→ **Tarefas a fazer**
• a. Traduza para inglês a frase "Na sequência de problemas ocorridos nessa atividade, em 2001, viria a ser demitido do Banco onde laborava.", do trecho sobre o percurso profissional do arguido.
• b. Dê continuidade ao trecho sobre o percurso profissional do arguido a partir do ponto em que termina.

→ **Trecho fornecido**
++++++++++
23. Ao nível laboral, o arguido teve um percurso ligado ao sector bancário, tendo exercido atividade em diferentes Bancos, alterações que estiveram associadas à sua progressão na carreira e correspondente aumento salarial.

24. Na sequência de problemas ocorridos nessa atividade, em 2001, viria a ser demitido do Banco onde laborava.

25. Após um período em que ainda trabalhou num Banco, em Ponta Delgada, onde permaneceu cerca de um ano e meio, ao retornar ao continente optou por se dedicar à atividade imobiliária, através de um franchising da "Remax" com 50% da sociedade.

26. Em 2004 adquiriu a BB - Sociedade Mediação Imobiliária, Lda", com escritório em Lisboa, e paralelamente ajudava o progenitor na atividade de mediação seguros.

27. Durante algum tempo teve dificuldades em fazer face aos seus encargos, contexto que atribuiu aos seus processos judiciais.
++++++++++
→ **Segmento de dados**
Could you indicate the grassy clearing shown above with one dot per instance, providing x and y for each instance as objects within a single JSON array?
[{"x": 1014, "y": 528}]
++++++++++
→ **Respostas por tarefa**
• a. Following problems that arose in that activity, in 2001, he would be dismissed from the Bank where he worked.

• b.
28. Como atividades extraprofissionais, refere ter sido elemento da mesa administrativa da Santa Casa da Misericórdia de Arruda dos Vinhos e da lista de um partido político dessa localidade.

29. À data da sua prisão, o arguido mantinha a atividade no ramo imobiliário bem como o apoio ao progenitor, no ramo de seguros, e encontrava-se também a treinar a equipa de futebol de iniciados em Arruda dos Vinhos.

30. Vivia com o seu agregado familiar, constituído pela esposa e dois filhos, atualmente com 15 e 14 anos de idade, residindo numa vivenda que apresenta muito boas condições de habitabilidade, integrada numa zona de construção recente de Arruda dos Vinhos.

31. O agregado apresentava uma situação económica estável, sendo que o arguido assumia parte das despesas domésticas, desconhecendo a esposa os rendimentos do mesmo.

32. A companheira do arguido exerce a atividade profissional como professora de inglês na Santa Casa da Misericórdia de Arruda dos Vinhos.

33. O arguido não é muito conhecido na sua atual zona de residência, mas algumas pessoas atribuem-lhe uma imagem associada a problemas profissionais, de carácter económico, embora seja educado no trato e socialmente integrado.

34. O arguido tem perspetivas futuras de regressar ao seu agregado familiar, contando com o seu apoio e, profissionalmente, reiniciar a empresa do ramo imobiliário de que é proprietário.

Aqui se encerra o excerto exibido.